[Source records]
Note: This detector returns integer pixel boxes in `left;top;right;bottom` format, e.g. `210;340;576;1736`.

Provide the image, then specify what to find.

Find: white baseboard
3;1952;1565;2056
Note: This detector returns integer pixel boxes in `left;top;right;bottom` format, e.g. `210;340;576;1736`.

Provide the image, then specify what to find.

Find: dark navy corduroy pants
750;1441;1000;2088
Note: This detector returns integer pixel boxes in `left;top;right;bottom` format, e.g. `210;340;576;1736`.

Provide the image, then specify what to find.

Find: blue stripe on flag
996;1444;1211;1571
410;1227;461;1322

Task details:
Starting at the first entry and ending at the last, reproduce each one exactly.

Task output:
Note: This detector returns integer pixel boxes in `left;top;right;bottom` format, e.g. `210;340;576;1736`.

Provide the image, then specify what to find.

Find: white baseboard
3;1952;1565;2056
Note: This detector returns integer pixel boxes in `left;top;right;bottom` format, e.g. `210;340;576;1736`.

Provide the image, then specify what to find.

Find: dark navy corduroy pants
750;1441;1000;2088
Note: This detector returns integer pixel boxes in `left;top;right;bottom` format, e.g. `210;340;576;1736`.

Provide the image, then specify what to find.

Find: blue stripe on flag
996;1444;1211;1571
410;1227;461;1322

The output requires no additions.